> Instructions:
A. Write out the part of the distance-restraint thread that opens with the words containing "Two solutions were" and closes with "referenced in _ihm_modeling_protocol.dataset_group_id)".
B. In the distance-restraint thread, what form was suggested for recording whether an interface residue is active or passive?
### Extracted text
We should try to find a way to reference multiple experiments when defining a distance restraint.

Two solutions were proposed for the moment:

  1. Be able to reference the _ihm_dataset_group.group_id item that is supposed to group datasets used for the same modeling protocol (and referenced in _ihm_modeling_protocol.dataset_group_id)
  2. Allows for comma-separated list of values in _ihm_derived_distance_restraint.dataset_list_id item.

mtrellet avatar Feb 18 '19 09:02 mtrellet

As a side note and following the last discussions we/I had where:

  1. A decision was taken to create a category referencing the interface_residues that would link poly_residue_features to dataset_list_id and/or dataset_group_id
  2. A realisation with Alexandre that, in order for HADDOCK to be able to exactly reproduce a given set of parameters for a HADDOCK run (and then reproduce it only from the mmCIF file information), we should try to integrate the importance/status of a given interface residue (e.g. either active or passive). This could take the form of a boolean flag for instance. For the sake of completeness, a short reminder: Active residues are residues that should be at the interface (significant penalty if they are not) and passive residues are residues that can be at the interface (no penalty if not at the interface but favorable score if they are).

mtrellet avatar Feb 25 '19 11:02 mtrellet
######
### Recorded data
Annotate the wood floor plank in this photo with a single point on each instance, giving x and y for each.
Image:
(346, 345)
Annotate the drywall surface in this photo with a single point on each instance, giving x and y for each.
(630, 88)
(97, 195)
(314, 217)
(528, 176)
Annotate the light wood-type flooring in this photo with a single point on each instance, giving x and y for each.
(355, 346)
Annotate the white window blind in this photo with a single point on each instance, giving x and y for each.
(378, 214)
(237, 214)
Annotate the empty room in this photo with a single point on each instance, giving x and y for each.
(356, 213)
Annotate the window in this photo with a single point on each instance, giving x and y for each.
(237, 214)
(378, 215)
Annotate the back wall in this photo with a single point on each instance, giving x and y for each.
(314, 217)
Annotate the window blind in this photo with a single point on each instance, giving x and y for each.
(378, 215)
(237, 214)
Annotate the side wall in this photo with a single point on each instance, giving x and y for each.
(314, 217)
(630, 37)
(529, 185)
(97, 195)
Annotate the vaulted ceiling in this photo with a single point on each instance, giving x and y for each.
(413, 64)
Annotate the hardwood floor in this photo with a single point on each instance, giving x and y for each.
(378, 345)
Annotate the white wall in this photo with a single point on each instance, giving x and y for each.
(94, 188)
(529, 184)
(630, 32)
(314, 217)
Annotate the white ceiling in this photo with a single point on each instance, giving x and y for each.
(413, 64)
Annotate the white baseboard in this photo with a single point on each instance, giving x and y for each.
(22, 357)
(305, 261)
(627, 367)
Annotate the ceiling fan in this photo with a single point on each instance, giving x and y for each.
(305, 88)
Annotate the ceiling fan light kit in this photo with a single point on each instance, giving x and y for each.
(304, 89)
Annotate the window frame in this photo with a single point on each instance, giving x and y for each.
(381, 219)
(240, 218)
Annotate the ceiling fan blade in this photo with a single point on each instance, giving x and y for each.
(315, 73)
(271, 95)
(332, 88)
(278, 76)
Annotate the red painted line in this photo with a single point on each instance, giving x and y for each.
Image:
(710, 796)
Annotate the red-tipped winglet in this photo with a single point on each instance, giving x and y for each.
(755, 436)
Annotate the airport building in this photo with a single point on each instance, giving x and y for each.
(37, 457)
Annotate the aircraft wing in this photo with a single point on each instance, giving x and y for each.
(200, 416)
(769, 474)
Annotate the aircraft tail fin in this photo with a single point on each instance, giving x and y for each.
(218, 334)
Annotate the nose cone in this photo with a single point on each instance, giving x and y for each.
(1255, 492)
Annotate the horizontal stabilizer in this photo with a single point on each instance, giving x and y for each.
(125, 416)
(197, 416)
######
> Answers to the problems:
A.
Two solutions were proposed for the moment:

  1. Be able to reference the _ihm_dataset_group.group_id item that is supposed to group datasets used for the same modeling protocol (and referenced in _ihm_modeling_protocol.dataset_group_id)

B. A boolean flag.